§ **Written problem**
Report each line in the items below that contains the string "ceiling". Treat case as significant.

--- Begin Data for processing ---

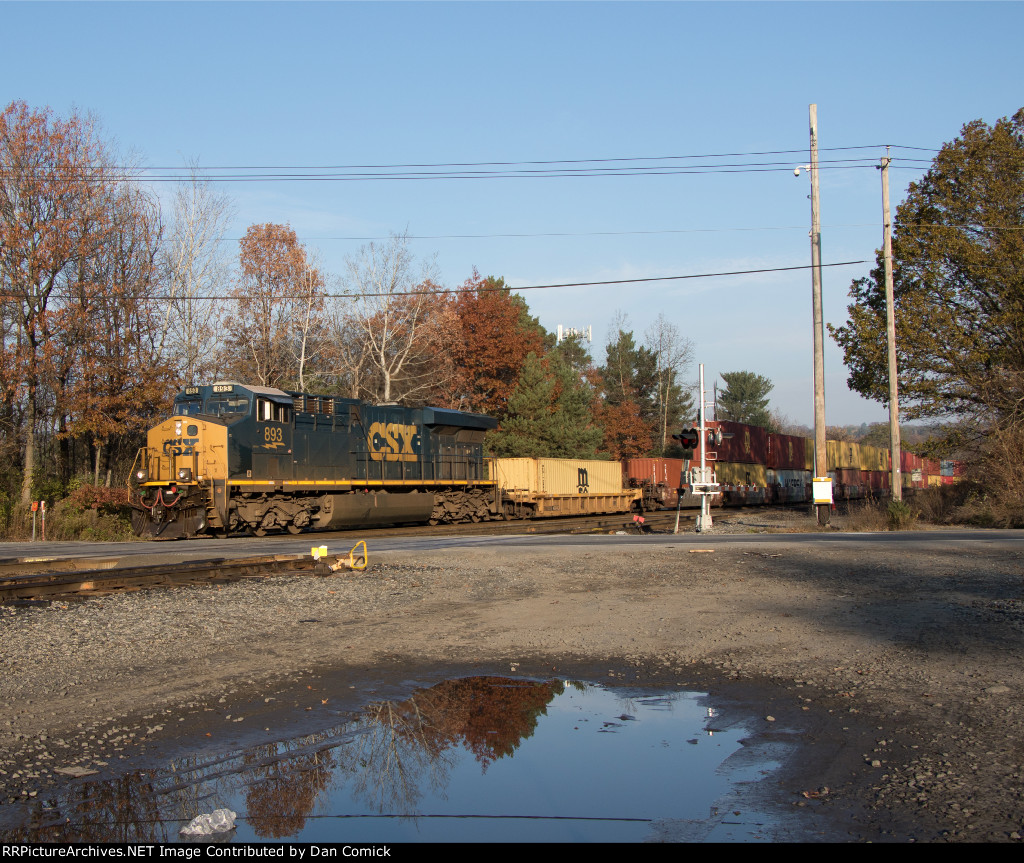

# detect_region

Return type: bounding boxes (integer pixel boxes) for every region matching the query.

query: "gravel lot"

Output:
[0,514,1024,842]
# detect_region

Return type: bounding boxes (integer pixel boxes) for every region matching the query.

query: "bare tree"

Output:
[345,233,446,402]
[222,224,324,387]
[161,161,232,383]
[645,314,693,449]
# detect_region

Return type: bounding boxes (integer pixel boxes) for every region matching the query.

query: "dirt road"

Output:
[0,520,1024,842]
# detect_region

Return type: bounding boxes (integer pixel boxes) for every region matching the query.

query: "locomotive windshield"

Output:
[171,398,203,417]
[203,393,249,423]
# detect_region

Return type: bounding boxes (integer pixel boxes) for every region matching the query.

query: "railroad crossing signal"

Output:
[673,429,700,449]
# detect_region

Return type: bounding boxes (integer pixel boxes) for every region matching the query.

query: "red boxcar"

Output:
[693,420,770,467]
[767,434,809,471]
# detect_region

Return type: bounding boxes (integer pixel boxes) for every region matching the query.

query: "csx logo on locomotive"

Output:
[164,437,199,456]
[367,423,420,462]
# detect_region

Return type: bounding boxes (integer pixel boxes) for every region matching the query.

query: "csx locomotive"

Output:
[131,382,502,540]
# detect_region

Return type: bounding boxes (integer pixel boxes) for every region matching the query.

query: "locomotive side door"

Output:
[253,396,293,480]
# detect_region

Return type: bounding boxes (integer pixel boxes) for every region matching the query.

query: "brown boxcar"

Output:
[767,434,813,471]
[708,420,768,465]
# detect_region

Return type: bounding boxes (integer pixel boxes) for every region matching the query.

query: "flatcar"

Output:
[129,381,640,540]
[131,381,503,538]
[623,421,958,508]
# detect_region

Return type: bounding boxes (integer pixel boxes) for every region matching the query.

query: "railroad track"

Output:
[0,511,716,605]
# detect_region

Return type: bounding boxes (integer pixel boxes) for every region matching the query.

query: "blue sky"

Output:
[0,2,1024,424]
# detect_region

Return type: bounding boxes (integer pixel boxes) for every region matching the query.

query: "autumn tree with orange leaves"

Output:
[0,102,172,504]
[223,224,327,389]
[446,270,544,417]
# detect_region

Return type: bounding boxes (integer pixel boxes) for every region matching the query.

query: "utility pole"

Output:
[880,147,903,501]
[692,362,718,533]
[810,104,831,526]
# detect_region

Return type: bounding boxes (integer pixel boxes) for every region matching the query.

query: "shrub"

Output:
[886,500,919,530]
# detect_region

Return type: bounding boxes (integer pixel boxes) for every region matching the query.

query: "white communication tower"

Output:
[555,323,594,345]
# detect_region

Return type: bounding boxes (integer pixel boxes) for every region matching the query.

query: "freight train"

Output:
[624,421,957,508]
[129,381,642,540]
[129,381,945,540]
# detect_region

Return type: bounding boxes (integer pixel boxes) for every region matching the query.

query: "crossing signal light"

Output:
[673,429,700,449]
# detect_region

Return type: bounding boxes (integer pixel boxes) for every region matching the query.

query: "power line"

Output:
[0,260,871,301]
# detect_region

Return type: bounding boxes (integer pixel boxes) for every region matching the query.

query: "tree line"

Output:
[0,102,693,520]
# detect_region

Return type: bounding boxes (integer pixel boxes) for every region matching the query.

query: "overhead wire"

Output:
[0,260,871,302]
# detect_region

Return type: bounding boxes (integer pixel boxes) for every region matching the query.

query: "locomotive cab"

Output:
[131,382,501,538]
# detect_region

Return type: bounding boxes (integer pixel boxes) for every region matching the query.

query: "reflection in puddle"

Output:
[0,677,775,843]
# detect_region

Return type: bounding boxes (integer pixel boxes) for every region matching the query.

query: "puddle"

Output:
[0,677,778,843]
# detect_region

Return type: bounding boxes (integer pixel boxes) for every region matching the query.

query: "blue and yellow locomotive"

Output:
[131,382,502,540]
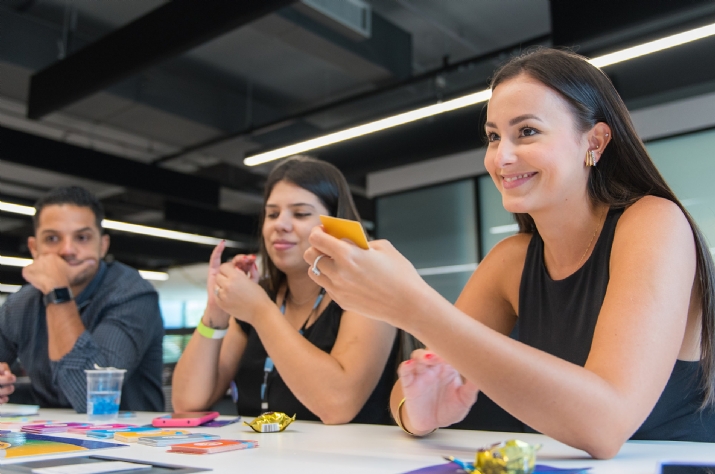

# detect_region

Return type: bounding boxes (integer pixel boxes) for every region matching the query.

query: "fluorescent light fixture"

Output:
[0,283,22,293]
[0,201,35,216]
[243,24,715,166]
[0,255,169,281]
[0,201,244,248]
[417,263,477,276]
[0,255,32,267]
[589,23,715,67]
[489,224,519,235]
[102,219,243,248]
[139,270,169,281]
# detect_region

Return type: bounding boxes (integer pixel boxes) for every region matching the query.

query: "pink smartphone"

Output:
[151,411,218,426]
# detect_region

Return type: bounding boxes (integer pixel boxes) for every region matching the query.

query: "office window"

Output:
[646,130,715,252]
[376,179,478,302]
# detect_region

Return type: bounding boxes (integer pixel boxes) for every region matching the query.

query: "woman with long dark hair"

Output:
[306,49,715,458]
[172,157,396,424]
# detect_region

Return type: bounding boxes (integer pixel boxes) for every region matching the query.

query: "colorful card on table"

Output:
[0,403,40,417]
[84,426,161,439]
[0,416,53,431]
[67,423,138,434]
[114,430,189,443]
[168,439,258,454]
[137,433,220,447]
[20,423,90,434]
[320,216,370,250]
[0,433,126,462]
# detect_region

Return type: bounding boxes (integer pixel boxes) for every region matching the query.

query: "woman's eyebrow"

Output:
[484,114,543,128]
[266,202,315,209]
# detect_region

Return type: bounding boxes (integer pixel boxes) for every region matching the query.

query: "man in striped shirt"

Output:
[0,187,164,412]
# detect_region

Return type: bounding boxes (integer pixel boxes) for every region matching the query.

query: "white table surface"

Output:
[0,409,715,474]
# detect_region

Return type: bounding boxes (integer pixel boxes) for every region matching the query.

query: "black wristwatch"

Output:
[42,287,74,306]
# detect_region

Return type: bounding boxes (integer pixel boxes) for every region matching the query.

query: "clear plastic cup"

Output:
[85,368,126,421]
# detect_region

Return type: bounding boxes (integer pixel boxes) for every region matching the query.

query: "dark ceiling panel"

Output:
[27,0,295,119]
[0,127,219,207]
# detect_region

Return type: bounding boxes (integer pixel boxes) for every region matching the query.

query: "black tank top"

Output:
[517,209,715,442]
[234,298,397,424]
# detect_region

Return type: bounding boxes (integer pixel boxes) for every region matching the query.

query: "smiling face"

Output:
[28,204,109,295]
[263,181,329,274]
[484,74,588,213]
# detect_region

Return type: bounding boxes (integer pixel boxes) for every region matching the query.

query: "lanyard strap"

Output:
[261,288,325,411]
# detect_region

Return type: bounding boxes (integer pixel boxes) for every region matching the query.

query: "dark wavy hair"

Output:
[491,48,715,407]
[258,156,360,294]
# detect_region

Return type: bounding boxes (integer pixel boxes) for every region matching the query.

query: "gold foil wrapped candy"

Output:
[474,439,541,474]
[243,411,295,433]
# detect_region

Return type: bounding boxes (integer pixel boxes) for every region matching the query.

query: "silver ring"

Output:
[311,254,325,276]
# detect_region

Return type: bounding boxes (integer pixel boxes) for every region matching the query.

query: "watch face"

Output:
[43,288,73,305]
[52,288,72,303]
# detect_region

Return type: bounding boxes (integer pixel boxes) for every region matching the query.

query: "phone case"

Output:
[151,411,218,427]
[320,215,370,250]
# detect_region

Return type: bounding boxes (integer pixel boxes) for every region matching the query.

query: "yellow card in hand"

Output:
[320,216,370,250]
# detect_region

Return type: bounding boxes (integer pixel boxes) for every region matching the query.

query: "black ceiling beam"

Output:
[0,127,219,207]
[153,34,551,165]
[164,202,258,237]
[27,0,296,119]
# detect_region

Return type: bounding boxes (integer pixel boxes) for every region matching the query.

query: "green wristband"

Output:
[196,320,228,339]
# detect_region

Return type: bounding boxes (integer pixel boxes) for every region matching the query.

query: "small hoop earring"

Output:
[586,150,597,166]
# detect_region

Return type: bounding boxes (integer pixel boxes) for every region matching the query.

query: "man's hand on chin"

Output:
[22,253,75,295]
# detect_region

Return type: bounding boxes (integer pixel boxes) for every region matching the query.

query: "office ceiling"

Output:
[0,0,715,283]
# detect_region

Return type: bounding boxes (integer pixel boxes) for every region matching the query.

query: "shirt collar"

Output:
[75,260,107,310]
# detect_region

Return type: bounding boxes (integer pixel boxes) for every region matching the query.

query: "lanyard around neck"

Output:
[261,288,325,411]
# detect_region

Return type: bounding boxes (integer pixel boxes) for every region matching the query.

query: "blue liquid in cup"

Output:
[87,390,122,418]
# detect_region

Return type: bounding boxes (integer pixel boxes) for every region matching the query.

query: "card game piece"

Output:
[20,423,91,434]
[168,439,258,454]
[114,430,188,443]
[137,433,220,447]
[320,216,370,250]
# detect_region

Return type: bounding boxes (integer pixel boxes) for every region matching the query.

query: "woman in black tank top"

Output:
[172,157,396,424]
[306,48,715,458]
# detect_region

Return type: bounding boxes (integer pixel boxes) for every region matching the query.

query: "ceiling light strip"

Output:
[243,89,492,166]
[0,201,244,248]
[589,24,715,67]
[243,24,715,166]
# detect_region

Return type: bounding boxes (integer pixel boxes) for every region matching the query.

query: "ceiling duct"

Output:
[295,0,372,41]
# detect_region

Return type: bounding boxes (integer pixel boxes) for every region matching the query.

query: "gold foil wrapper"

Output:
[474,439,541,474]
[243,411,295,433]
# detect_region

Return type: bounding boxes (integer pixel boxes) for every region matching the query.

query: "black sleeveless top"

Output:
[516,209,715,442]
[234,301,397,424]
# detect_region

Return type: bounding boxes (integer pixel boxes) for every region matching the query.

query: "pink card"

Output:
[20,423,90,434]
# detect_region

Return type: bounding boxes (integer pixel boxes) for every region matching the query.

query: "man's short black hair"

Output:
[32,186,104,234]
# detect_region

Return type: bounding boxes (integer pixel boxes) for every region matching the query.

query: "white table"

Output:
[0,410,715,474]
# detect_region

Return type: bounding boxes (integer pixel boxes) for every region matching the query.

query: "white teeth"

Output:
[504,173,529,182]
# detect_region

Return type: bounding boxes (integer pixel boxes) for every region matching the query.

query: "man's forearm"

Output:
[47,301,85,361]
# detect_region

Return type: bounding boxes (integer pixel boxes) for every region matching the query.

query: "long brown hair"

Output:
[491,48,715,407]
[258,156,360,294]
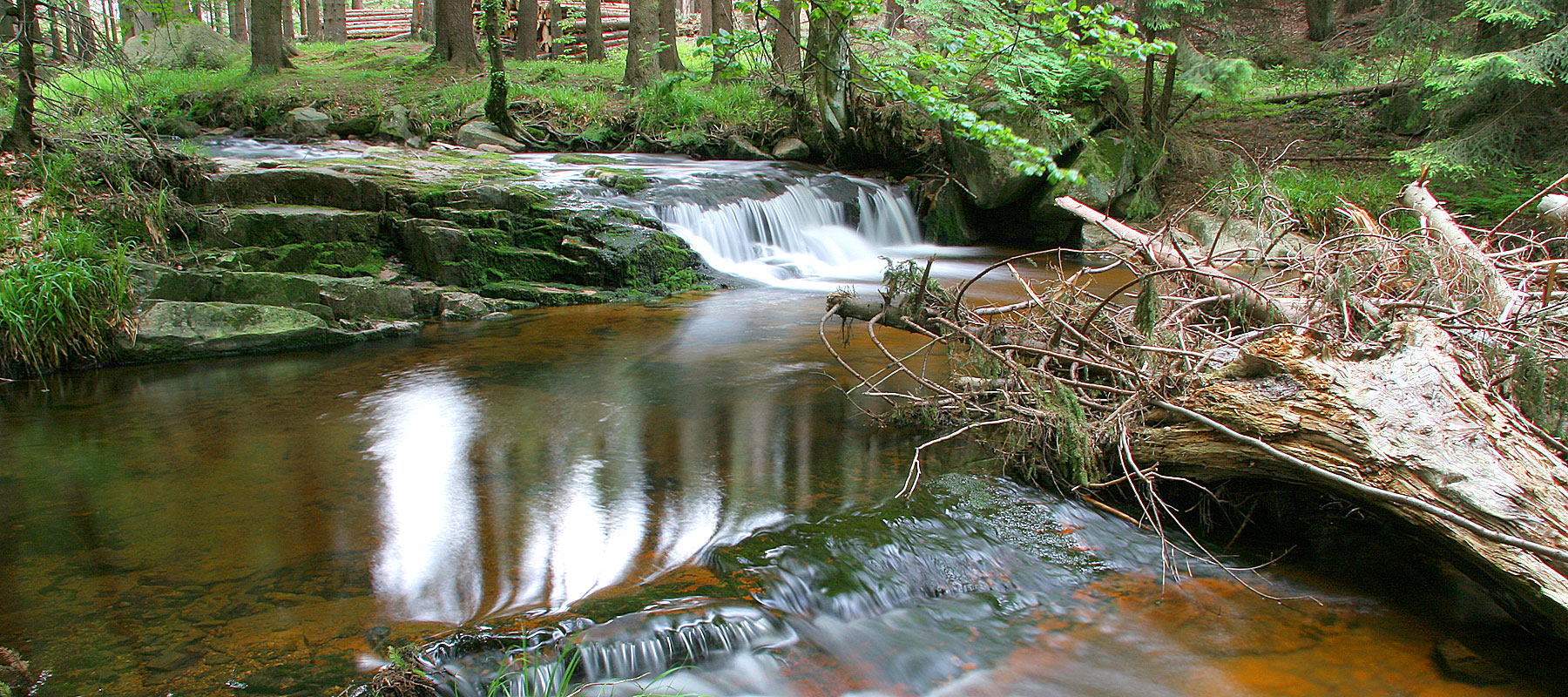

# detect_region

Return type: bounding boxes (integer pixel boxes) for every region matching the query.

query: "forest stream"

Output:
[0,149,1551,697]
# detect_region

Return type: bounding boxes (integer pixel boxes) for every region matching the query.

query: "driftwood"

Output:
[1254,82,1416,104]
[1131,319,1568,639]
[825,182,1568,639]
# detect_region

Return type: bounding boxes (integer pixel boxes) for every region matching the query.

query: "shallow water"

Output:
[0,151,1552,697]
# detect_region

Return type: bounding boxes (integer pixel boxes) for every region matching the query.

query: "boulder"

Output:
[116,300,343,361]
[284,107,333,139]
[198,206,381,247]
[121,22,247,71]
[194,166,389,210]
[773,139,811,160]
[372,104,420,143]
[455,121,529,152]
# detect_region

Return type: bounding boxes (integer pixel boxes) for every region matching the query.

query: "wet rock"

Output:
[116,301,353,361]
[773,139,811,160]
[198,206,381,247]
[121,22,247,71]
[372,105,422,143]
[196,166,389,210]
[725,133,773,160]
[441,290,490,321]
[453,121,529,152]
[1431,639,1513,686]
[286,107,333,139]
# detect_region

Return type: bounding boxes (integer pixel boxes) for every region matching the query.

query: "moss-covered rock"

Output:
[116,301,416,361]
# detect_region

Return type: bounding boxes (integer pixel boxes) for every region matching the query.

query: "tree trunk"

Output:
[882,0,903,30]
[77,0,98,63]
[659,0,686,72]
[1306,0,1335,41]
[249,0,294,75]
[625,0,660,86]
[429,0,484,67]
[483,0,517,139]
[544,0,566,59]
[0,0,17,44]
[584,0,604,61]
[0,0,39,152]
[1132,319,1568,638]
[806,8,851,146]
[304,0,326,41]
[321,0,343,40]
[228,0,254,41]
[513,0,539,61]
[768,0,800,75]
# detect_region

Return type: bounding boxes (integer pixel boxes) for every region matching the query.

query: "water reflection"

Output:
[365,370,480,623]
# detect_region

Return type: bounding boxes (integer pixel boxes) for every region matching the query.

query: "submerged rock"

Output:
[453,121,529,152]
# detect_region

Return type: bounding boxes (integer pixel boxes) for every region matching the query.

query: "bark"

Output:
[625,0,660,86]
[0,0,17,44]
[228,0,251,44]
[249,0,294,75]
[544,0,566,59]
[584,0,596,61]
[768,0,800,75]
[1256,80,1416,104]
[304,0,326,41]
[1132,319,1568,638]
[321,0,343,41]
[659,0,686,72]
[882,0,903,30]
[806,8,851,146]
[513,0,539,61]
[1399,182,1517,319]
[429,0,483,67]
[1306,0,1335,41]
[1057,196,1308,323]
[484,0,517,139]
[0,0,39,152]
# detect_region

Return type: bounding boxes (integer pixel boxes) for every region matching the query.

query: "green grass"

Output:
[25,43,781,146]
[0,206,129,374]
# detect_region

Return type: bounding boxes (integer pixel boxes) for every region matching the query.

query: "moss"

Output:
[551,152,619,165]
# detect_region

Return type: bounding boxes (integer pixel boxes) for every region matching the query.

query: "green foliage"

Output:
[0,204,129,372]
[1396,28,1568,179]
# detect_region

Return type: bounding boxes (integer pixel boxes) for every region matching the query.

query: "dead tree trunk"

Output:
[1132,319,1568,638]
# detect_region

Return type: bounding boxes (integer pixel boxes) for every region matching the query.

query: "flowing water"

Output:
[0,151,1551,697]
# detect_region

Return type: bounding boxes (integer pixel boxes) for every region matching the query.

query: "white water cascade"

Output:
[655,178,921,290]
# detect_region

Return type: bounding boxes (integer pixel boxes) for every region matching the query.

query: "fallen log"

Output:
[1131,319,1568,639]
[1253,80,1416,104]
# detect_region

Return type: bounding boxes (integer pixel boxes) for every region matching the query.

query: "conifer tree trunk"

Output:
[1306,0,1335,41]
[304,0,326,41]
[584,0,604,61]
[321,0,343,45]
[544,0,566,59]
[0,0,39,152]
[228,0,251,44]
[514,0,539,61]
[0,0,16,44]
[432,0,484,67]
[625,0,660,86]
[659,0,686,71]
[768,0,800,75]
[249,0,294,75]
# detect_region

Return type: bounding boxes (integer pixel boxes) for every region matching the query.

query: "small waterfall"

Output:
[655,178,921,286]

--- End Data for processing ---

§ **Solution**
query: "dark ceiling panel"
query: "black ceiling beam"
query: "office ceiling"
query: "ceiling light strip"
query: "ceiling duct"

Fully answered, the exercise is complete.